:: Problem details ::
Rewrite all of the items below as a single numbered list of lines, omitting any blank lines.

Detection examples
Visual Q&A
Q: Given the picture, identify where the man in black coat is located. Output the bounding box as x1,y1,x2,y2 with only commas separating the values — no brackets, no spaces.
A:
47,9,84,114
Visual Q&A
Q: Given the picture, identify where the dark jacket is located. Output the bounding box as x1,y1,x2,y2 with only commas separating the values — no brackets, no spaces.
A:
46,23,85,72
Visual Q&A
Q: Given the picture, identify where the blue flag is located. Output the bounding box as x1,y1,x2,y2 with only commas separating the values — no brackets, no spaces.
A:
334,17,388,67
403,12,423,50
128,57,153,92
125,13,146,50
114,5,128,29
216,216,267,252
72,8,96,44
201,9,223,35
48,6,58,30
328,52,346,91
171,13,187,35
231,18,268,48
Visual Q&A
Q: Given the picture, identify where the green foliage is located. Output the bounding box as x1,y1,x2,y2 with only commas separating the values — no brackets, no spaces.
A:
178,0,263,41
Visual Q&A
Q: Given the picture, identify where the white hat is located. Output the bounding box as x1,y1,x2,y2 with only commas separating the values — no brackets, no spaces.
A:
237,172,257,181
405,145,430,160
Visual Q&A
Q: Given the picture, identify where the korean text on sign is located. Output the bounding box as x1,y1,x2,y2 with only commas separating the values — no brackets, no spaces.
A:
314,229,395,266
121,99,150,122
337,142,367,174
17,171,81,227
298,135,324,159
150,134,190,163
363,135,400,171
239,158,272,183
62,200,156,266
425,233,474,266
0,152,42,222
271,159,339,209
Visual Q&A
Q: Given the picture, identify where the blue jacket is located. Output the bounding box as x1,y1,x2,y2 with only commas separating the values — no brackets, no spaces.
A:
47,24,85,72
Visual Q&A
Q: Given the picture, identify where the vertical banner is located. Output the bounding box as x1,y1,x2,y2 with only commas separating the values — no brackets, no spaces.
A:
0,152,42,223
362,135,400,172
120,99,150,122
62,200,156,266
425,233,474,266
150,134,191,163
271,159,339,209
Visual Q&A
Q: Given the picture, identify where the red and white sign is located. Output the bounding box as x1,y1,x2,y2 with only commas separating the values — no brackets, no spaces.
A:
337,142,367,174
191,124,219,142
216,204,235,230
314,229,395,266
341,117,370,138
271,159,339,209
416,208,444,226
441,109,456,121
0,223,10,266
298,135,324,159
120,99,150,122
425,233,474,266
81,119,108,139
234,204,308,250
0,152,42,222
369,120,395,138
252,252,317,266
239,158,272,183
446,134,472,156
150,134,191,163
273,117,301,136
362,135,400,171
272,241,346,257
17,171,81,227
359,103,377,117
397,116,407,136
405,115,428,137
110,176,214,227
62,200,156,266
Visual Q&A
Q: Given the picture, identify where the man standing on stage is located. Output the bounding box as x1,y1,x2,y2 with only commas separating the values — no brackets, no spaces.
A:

:: The completed task ::
1. Visual Q&A
2. Q: Given the picture, identify where the man in black coat is located. Output the bounding box as x1,y1,x2,y2 with only commas separating the values — no brackets, no spaces.
3. A:
4. 47,9,84,114
5. Visual Q&A
6. Q: Given the picture, identify where the dark jacket is located. Output the bounding box as x1,y1,x2,y2 with only commas separating the values — no brackets, no spaces.
7. A:
8. 46,23,85,72
9. Visual Q&A
10. Q: Given the picture, identify where the blue flag is located. Output the bounding box as x1,y1,x2,y2 with only commas separating the values — no brackets, no spaces.
11. A:
12. 334,17,388,67
13. 403,12,423,50
14. 128,57,153,92
15. 125,13,146,50
16. 114,5,128,29
17. 216,216,267,252
18. 72,8,96,44
19. 201,9,223,35
20. 48,6,58,30
21. 328,52,346,91
22. 171,13,187,35
23. 231,18,268,48
24. Visual Q&A
25. Q: Given the picture, identify where the green foliage is located. Output the bounding box as x1,y1,x2,y2 with only commas separating the values — no brackets, no spaces.
26. A:
27. 178,0,263,41
28. Visual Q&A
29. Q: Given the picture, identify where the white hat is located. Output the bounding box as x1,y1,x2,y2 with only commas separating the values — no brackets, no spaces.
30. A:
31. 237,172,257,181
32. 405,145,430,160
33. Visual Q&A
34. Q: Given the picture, identify where the korean text on sign is located. Output the bounding box as x1,y1,x2,y2 with only commas separating the values — no brackets, no spaces.
35. A:
36. 314,229,395,266
37. 121,99,150,122
38. 337,142,367,174
39. 17,171,81,227
40. 298,135,324,159
41. 150,134,190,163
42. 363,135,400,171
43. 239,158,272,183
44. 62,200,156,266
45. 425,233,474,266
46. 0,152,42,222
47. 271,159,339,209
48. Visual Q&A
49. Q: Given the picture, identify where the blue jacket is located. Output the bounding box as x1,y1,x2,y2 with only commas separating the values — no brackets, no spaces.
50. A:
51. 47,24,85,72
52. Visual Q&A
53. Q: Given the picture, identify where the vertical banner is located. Output the bounding box as x1,y1,x2,y2 with only commas separating the values — no brackets, no spaces.
54. A:
55. 0,152,42,223
56. 362,135,400,172
57. 120,99,150,122
58. 62,200,156,266
59. 425,233,474,266
60. 150,134,191,163
61. 271,159,339,209
62. Visual Q&A
63. Q: Given the picture, identify where the red and white sign is located. Output the bounding box as x1,y1,x2,y2 with only commas separating the values — no brackets, no spaces.
64. A:
65. 337,142,367,174
66. 191,124,219,142
67. 216,204,235,230
68. 314,229,395,266
69. 341,117,370,138
70. 271,159,339,209
71. 416,208,444,226
72. 441,109,456,121
73. 0,223,10,266
74. 298,135,324,159
75. 120,99,150,122
76. 425,233,474,266
77. 81,119,108,139
78. 234,204,308,250
79. 0,152,42,222
80. 369,120,395,138
81. 252,252,317,266
82. 239,158,272,183
83. 446,134,472,156
84. 150,134,191,163
85. 273,117,301,136
86. 362,135,400,171
87. 272,241,346,257
88. 17,171,81,227
89. 359,103,377,117
90. 397,116,407,136
91. 405,115,428,137
92. 110,176,214,227
93. 62,200,156,266
94. Visual Q&A
95. Q: Given the picture, identify where the man standing on stage is located. Output the bounding box as x1,y1,x2,y2 with only commas separating the values — no brackets, no spaces.
96. A:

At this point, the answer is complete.